Apply what you read
a: Reproduce the passage on the Chagall windows between "Using the medium" and "a lead strip.", inclusive.
b: In the passage on the Chagall windows, who developed a special process for applying color to the glass?
c: Go on with the passage on the Chagall windows, starting after its last sentence.

Chagall Windows

Using the medium of stained glass enables the painter to create intense and fresh colors. “When Matisse dies”, Pablo Picasso remarked in the 1950s, “Chagall will be the only painter left who understands what colour really is.” It was not until 1956, when Chagall was nearly 70 years of age, that he began to design stained-glass windows, first for the church at Assy and then for the Metz Cathedral. One of Chagall’s major contributions to art has been his work with stained glass.

Chagall collaborated with Charles Marq of Atelier Simon in Rheims, France; together they worked on the project, during which time Marq developed a special process for applying color to the glass. This allowed Chagall to use as many as three colors on a single pane, rather than being confined to the traditional technique of separating each colored pane by a lead strip.

French art historian Leymarie writes that in order to illuminate the synagogue at Hebrew University’s Hadassah Medical Center in Jerusalem both spiritually and physically Chagall decided that the twelve windows, representing the twelve tribes of Israel as blessed by Jacob and Moses in the verses which conclude Genesis and Deuteronomy, were to be filled with stained glass. This is very traditional, the Hurva synagogue had 12 windows with stained glass for the twelve tribes around the dome and the ceiling of the Chabad synagogue was decorated with illustrations of the twelve tribes. Chagall envisaged the windows as “jewels of translucent fire”. Each of the twelve windows is approximately 3.35×2.4 meters, much larger than anything he had done before. They are probably Chagall’s greatest work in the field of stained glass.

Stored dataset items
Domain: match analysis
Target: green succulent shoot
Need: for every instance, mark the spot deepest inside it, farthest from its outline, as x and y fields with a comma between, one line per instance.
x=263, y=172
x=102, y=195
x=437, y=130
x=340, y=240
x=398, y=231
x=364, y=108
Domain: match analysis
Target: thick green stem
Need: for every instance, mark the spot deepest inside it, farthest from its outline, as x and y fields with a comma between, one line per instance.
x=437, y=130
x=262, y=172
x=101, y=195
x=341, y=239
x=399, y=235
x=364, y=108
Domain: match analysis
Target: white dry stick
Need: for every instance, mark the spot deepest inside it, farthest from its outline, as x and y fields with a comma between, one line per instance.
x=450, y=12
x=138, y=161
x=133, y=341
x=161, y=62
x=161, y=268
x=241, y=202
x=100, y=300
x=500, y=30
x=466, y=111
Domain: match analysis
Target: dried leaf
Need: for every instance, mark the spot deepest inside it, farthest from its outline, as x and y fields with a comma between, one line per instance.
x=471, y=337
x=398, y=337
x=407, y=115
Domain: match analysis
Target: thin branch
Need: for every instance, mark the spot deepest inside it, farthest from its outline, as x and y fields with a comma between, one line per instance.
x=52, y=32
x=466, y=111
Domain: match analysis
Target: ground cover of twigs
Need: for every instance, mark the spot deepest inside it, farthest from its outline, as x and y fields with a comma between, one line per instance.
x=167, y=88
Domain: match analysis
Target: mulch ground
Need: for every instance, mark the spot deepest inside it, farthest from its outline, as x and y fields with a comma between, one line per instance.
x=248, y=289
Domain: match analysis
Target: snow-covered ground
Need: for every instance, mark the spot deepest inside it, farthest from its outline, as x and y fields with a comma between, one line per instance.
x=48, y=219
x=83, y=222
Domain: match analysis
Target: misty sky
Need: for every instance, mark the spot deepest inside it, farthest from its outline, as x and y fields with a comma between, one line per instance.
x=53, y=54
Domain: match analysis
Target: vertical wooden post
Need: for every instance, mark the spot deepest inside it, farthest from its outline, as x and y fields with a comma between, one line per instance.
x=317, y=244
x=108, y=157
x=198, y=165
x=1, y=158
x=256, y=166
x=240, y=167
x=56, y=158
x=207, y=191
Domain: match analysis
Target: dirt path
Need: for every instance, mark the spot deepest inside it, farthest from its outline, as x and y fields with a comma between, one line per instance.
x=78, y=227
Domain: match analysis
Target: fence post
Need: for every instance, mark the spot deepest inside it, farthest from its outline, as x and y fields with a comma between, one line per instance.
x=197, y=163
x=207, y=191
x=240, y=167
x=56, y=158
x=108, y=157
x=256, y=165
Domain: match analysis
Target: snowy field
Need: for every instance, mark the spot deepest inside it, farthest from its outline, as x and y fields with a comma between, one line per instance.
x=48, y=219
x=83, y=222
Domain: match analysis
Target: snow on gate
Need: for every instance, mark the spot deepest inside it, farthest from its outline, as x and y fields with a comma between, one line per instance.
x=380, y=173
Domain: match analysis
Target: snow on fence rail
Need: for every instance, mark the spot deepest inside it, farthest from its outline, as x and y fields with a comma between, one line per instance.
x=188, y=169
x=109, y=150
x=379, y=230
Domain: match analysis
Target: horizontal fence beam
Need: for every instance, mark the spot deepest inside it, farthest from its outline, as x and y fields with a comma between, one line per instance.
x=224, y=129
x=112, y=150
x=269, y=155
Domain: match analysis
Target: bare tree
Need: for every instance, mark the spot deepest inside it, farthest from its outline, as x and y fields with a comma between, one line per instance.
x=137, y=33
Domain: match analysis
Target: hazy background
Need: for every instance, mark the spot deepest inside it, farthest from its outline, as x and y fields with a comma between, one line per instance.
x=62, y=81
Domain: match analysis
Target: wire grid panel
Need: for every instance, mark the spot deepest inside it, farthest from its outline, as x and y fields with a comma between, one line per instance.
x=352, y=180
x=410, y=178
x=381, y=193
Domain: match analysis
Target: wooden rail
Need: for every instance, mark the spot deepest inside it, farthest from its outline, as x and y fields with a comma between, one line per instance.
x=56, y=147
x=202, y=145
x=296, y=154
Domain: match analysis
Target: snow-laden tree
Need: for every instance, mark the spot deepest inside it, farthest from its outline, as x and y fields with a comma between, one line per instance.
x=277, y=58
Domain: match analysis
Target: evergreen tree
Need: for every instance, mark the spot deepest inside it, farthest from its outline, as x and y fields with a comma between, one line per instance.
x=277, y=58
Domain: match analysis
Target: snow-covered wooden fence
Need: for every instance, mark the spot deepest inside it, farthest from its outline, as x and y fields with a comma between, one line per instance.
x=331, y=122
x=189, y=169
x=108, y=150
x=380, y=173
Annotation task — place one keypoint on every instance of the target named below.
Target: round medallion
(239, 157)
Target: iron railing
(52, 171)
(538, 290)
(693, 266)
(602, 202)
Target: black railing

Outputs in order
a:
Using the medium of stained glass enables the painter to create intense and fresh colors. “When Matisse dies”, Pablo Picasso remarked in the 1950s, “Chagall will be the only painter left who understands what colour really is.” It was not until 1956, when Chagall was nearly 70 years of age, that he began to design stained-glass windows, first for the church at Assy and then for the Metz Cathedral. One of Chagall’s major contributions to art has been his work with stained glass.

Chagall collaborated with Charles Marq of Atelier Simon in Rheims, France; together they worked on the project, during which time Marq developed a special process for applying color to the glass. This allowed Chagall to use as many as three colors on a single pane, rather than being confined to the traditional technique of separating each colored pane by a lead strip.

b: Charles Marq of Atelier Simon in Rheims, France.

c:
Leymarie goes on to describe the spiritual and physical significance of the windows:

The essence of the Jerusalem Windows lies in color, in Chagall’s magical ability to animate material and transform it into light. Words do not have the power to describe Chagall’s color, its spirituality, its singing quality, its dazzling luminosity…

At the dedication ceremony in 1962, Chagall described his personal feelings about the windows:

For me a stained glass window is a transparent partition between my heart and the heart of the world. Stained glass has to be serious and passionate. It is something elevating and exhilarating. It has to live through the perception of light. To read the Bible is to perceive a certain light, and the window has to make this obvious through its simplicity and grace… The thoughts have nested in me for many years, since the time when my feet walked on the Holy Land…

You probably notice that there are no photographs of the Chagall Windows accompanying this post. I contacted Hadassah for permission to photograph and was told that I would have to contact an agency in Paris, Société des Auteurs dans les Arts Graphiques et Plastiques, that handles such requests. The ADAGP wants me to pay €7 per image per month, which comes to €84 per year royalties to display one of my photographs on my website. In a quick search for “Chagall Windows” on Google I found 42,700 images that are already online (either ADAGP is bringing in more than €3.5 million per year or these images are not authorized, I’ll let you guess). I suggest that you check some of these images to get some appreciation for Chagall’s stained glass work.

What do Hadassah Ein Karem and Hebrew University Givat Ram have in common? In 1948 the Hadassah medical center and campus of Hebrew University on Mount Scopus built in 1925 were cut off from Israeli held western Jerusalem. For 19 years, a convoy travelled up to Scopus every 2 weeks under Red Cross auspices to exchange people and bring supplies. Consequently, these two institutions are a second hospital and university campus.